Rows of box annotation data
■ ■ ■ ■ ■
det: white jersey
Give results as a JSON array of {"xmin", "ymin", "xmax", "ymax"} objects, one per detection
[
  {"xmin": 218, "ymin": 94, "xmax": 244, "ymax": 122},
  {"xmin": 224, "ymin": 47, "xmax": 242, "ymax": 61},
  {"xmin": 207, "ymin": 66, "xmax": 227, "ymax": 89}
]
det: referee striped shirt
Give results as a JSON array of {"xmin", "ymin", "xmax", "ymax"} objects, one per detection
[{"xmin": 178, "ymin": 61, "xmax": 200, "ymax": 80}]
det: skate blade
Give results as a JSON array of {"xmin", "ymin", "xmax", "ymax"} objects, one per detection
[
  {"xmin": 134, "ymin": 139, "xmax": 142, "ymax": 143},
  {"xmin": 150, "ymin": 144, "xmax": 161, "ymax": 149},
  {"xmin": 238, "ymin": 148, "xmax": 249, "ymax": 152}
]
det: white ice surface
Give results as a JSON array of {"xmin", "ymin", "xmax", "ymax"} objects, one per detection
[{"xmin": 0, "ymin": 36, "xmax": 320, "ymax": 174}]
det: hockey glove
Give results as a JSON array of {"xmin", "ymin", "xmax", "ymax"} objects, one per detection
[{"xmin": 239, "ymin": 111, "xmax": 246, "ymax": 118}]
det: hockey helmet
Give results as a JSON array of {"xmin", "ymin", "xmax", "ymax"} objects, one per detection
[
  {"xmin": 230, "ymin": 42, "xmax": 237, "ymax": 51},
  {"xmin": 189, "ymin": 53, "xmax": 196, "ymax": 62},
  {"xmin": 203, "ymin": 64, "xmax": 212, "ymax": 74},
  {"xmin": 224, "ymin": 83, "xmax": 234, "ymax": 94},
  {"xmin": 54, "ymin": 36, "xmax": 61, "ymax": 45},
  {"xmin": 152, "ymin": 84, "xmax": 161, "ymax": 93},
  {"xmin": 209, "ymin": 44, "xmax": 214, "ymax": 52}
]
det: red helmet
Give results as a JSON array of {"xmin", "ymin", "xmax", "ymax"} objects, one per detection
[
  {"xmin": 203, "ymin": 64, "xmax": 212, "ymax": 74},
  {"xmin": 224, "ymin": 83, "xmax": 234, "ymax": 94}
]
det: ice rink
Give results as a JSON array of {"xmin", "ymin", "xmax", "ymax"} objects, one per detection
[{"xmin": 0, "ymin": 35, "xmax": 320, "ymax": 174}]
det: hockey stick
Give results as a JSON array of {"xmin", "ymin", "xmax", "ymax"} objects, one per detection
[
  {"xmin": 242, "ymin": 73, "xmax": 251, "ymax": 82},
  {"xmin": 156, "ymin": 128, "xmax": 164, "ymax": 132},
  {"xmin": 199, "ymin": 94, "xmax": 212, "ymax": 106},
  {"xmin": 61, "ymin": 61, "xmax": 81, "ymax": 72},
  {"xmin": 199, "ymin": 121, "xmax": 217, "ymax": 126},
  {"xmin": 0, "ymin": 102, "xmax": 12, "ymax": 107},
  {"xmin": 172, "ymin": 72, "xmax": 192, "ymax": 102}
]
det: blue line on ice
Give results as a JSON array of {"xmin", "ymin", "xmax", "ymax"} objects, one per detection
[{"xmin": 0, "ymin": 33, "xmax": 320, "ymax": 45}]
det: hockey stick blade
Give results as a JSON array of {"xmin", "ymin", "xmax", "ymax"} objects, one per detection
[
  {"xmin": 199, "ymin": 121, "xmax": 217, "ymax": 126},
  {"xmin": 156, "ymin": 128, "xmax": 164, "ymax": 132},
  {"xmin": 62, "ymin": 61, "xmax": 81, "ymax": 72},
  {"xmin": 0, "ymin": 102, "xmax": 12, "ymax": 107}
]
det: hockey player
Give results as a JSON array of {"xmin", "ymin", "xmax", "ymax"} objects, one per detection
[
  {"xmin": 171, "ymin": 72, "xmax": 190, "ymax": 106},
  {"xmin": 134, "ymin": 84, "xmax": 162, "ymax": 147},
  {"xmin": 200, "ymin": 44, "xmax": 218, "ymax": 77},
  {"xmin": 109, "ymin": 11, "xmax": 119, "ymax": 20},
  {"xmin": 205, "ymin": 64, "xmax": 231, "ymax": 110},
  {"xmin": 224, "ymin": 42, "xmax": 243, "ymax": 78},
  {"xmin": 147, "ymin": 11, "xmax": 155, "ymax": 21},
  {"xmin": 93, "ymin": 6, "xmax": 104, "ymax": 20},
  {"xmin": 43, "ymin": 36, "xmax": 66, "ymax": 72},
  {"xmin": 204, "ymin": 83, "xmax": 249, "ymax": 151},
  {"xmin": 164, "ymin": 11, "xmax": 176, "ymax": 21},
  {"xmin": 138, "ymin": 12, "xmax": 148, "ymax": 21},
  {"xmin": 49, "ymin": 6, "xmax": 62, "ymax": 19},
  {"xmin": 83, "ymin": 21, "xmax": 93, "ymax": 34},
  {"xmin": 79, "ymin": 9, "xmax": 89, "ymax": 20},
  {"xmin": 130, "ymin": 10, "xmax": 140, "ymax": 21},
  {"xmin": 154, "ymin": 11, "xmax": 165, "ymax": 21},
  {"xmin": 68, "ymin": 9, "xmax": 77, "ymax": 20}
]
■ ■ ■ ■ ■
Instructions to follow – Show every line in the items above that contains the word "hockey".

Answer to the exercise –
det: hockey glove
det: hockey helmet
det: hockey stick
det: hockey stick blade
det: hockey player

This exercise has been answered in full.